*Task description:* Rewrite all of the material below, swapping "biggest" for "largest" everywhere and leaving everything else untouched. Omit the pictures from your answer.

— begin Record list —

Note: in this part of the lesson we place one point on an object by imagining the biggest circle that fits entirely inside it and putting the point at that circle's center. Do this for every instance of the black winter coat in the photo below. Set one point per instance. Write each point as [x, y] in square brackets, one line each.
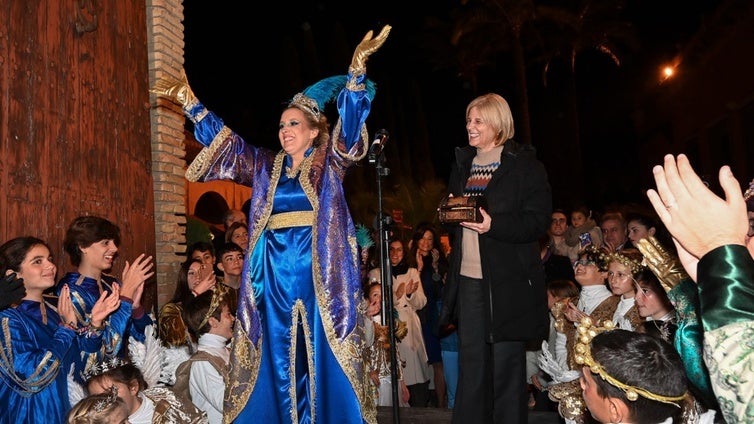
[519, 201]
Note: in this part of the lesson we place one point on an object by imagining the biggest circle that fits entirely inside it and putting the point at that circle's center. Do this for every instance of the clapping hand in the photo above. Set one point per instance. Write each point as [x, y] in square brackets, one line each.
[107, 303]
[696, 217]
[66, 311]
[134, 276]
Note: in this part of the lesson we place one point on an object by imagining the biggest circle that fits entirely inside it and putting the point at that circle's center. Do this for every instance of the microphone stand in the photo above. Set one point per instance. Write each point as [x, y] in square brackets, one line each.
[386, 277]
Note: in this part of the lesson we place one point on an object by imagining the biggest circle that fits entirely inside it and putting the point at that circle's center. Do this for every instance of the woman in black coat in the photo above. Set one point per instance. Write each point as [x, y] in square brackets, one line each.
[496, 284]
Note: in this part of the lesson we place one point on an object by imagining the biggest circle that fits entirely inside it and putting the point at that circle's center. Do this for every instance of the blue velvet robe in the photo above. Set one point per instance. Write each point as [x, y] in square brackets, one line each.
[297, 350]
[35, 360]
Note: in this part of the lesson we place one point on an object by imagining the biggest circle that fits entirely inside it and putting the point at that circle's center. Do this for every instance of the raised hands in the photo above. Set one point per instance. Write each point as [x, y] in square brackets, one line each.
[134, 276]
[696, 217]
[178, 91]
[366, 47]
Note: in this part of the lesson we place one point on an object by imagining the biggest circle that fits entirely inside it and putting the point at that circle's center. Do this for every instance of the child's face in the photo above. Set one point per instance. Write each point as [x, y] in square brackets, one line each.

— end Record list —

*Solution to the problem:*
Note: in this part of the lesson we place one point on an object by imagining the largest circle that fits entirely inside it and putting the point at that circle's center. Do this for every instance of the black winter coat in the photo below. Set one point per instance. Write each point as [x, y] in square brackets, one line each.
[519, 201]
Note: in this part of the lesson we place one point on an object by imagining the largest circle that fits entirely inside it and putting the point at that circle's center. Do this for every instance of the clapping hand in the photo above. Set one point per instance. Write each point as [x, y] in square brackets, one line each.
[107, 303]
[696, 217]
[66, 311]
[134, 276]
Note: in this part of the lesson we place one point on an object by imagining the largest circle that fits entirely inside it and putting the point at that circle's center. Do this for every instance of the microphone stand in the photo above. Set one point per instance. Write each point as [x, y] in square brackets, one line each.
[386, 277]
Note: in this part of the lesson we place one point on an object by imagining the largest circle that fits entirely inside it and putting the point at that circle's center. Do this for every instance of the woman in black coat in the photo above. Set one point per instance. Write each point as [x, y] in square brackets, one line each.
[496, 284]
Note: in this part of the lesson we place one point on an object by imagining the largest circle that fits entirely inside it and putting the point at that circle's center. Do this for every instance of the blue velvet robe in the photo above. Set one point per instance. Write each point as [x, y] in square brackets, one line each.
[297, 350]
[35, 360]
Note: in this part of the lesson we place one point on an object by imagining the largest circle that fits entirely inside it and putting the point at that circle's center. Do this for every instance of the raised hands in the photo above. Set one point per instance. Write each point as [x, y] in square brackets, one line each.
[134, 276]
[696, 217]
[178, 91]
[366, 47]
Note: in this part of the lesson we place one point on an object by imagining the largest circle that fits entirely inside it and putting the point at that circle's center. Do this for every instance of the child's face in the photo above. Set one point per instance. Write each point as [x, y] in square brackets, one line each.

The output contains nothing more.